11.3.1.2 The cpio command

cpio can also be used to make backups. It has several advantages:

  • It is designed to easily back up completely arbitrary sets of files; tar is easiest to use with directory subtrees.

  • It packs data on tape much more efficiently than tar. If fitting all your data on one tape is an issue, cpio may be preferable.

  • On restores, it skips over bad spots on the tape, while tar just dies.

  • It can span tapes, while many versions of tar are limited to a single volume.

Using its -o option, cpio copies the files whose pathnames are passed to it via standard input (often by ls or find) to standard output; you redirect standard output to use cpio to write to floppy disk or tape. The following examples illustrate some typical backup uses of cpio:

$ find /home -print | cpio -o >/dev/rmt0 $ find /home -cpio /dev/rmt0

The first command copies all files in /home and its subdirectories to the tape in drive 0. The second command performs the identical backup via a version of find that offers a -cpio option.

11.3.1.3 Incremental backups with tar and cpio

Combining find with tar or cpio is one easy way to perform incremental backups, especially when only two or three distinct backup levels are needed. For example, the following commands both copy all files under /home which have been modified today into an archive on /dev/rmt1, excluding any object (.o) files:

$ find /home -mtime -1 ! -name \*.o -print | cpio -o >/dev/rmt1 $ tar c1 `find /home -mtime -1 ! -name `*.o' ! -type d -print`

The find command used with tar needs to exclude directories, because tar will automatically archive every file underneath any directory named in the file list, and all directories in which any file has changed will appear in the output from find.

▸ Data excerpts
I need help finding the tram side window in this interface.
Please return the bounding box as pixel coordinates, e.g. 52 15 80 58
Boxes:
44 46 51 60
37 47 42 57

▸ Work to do
1. Answer these from the passage on cpio backups:
(a) What does cpio do with bad spots on the tape during a restore?
(b) Which cpio option copies files whose pathnames arrive through standard input?
(c) When find is combined with tar, why must it exclude directories?
2. From the passage on cpio backups, pull out everything from "Using its -o" down to "a -cpio option.".

▸ Results for the exercise
1.
(a) It skips over them.
(b) The -o option.
(c) Tar automatically archives every file underneath any directory named in the file list.

2.
Using its -o option, cpio copies the files whose pathnames are passed to it via standard input (often by ls or find) to standard output; you redirect standard output to use cpio to write to floppy disk or tape. The following examples illustrate some typical backup uses of cpio:

$ find /home -print | cpio -o >/dev/rmt0 $ find /home -cpio /dev/rmt0

The first command copies all files in /home and its subdirectories to the tape in drive 0. The second command performs the identical backup via a version of find that offers a -cpio option.